Segment Open

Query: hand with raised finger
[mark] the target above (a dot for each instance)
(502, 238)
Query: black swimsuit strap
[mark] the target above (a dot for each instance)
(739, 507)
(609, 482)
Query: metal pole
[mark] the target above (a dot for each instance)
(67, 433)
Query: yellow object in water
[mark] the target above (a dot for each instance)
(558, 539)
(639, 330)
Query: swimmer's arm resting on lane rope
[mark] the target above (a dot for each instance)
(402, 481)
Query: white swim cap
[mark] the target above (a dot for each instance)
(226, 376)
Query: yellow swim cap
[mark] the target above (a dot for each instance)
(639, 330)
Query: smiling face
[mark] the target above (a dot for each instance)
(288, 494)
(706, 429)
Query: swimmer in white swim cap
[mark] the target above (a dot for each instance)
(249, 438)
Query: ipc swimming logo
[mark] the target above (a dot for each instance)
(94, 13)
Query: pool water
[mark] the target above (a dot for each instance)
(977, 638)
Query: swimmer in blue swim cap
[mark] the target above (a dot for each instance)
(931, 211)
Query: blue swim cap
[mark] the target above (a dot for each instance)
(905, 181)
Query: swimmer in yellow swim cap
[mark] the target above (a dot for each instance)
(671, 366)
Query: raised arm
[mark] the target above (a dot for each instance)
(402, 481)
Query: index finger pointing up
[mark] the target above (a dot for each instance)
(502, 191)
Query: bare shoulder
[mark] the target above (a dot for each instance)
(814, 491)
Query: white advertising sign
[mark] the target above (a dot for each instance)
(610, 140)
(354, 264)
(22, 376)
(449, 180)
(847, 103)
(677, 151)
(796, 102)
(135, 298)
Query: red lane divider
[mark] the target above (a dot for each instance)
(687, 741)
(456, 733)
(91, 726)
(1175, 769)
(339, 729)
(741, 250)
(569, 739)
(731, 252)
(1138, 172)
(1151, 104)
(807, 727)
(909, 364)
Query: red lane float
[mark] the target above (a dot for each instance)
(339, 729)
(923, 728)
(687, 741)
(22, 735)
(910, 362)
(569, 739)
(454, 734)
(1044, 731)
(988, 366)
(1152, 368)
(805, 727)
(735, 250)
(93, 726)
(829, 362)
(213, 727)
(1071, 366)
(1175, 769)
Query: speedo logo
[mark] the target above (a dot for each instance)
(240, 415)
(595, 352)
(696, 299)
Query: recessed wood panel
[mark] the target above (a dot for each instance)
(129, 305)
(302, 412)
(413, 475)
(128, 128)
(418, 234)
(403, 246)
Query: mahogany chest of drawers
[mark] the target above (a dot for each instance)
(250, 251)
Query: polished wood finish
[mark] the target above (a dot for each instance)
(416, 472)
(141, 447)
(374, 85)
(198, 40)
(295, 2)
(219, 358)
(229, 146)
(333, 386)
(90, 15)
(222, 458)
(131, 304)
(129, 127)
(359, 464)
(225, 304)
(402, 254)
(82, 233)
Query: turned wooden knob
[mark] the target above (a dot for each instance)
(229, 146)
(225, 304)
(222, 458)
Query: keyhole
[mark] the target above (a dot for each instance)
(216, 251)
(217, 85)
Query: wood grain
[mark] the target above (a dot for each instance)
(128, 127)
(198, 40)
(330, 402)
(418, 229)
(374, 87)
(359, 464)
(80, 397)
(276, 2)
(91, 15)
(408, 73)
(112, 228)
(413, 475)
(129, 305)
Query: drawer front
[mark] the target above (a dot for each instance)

Segment Closed

## WHAT NEEDS TO BE DONE:
Work out how many lines of the data hold the string "logo". Reply with that number alone.

## REPLY TO THE EXERCISE:
2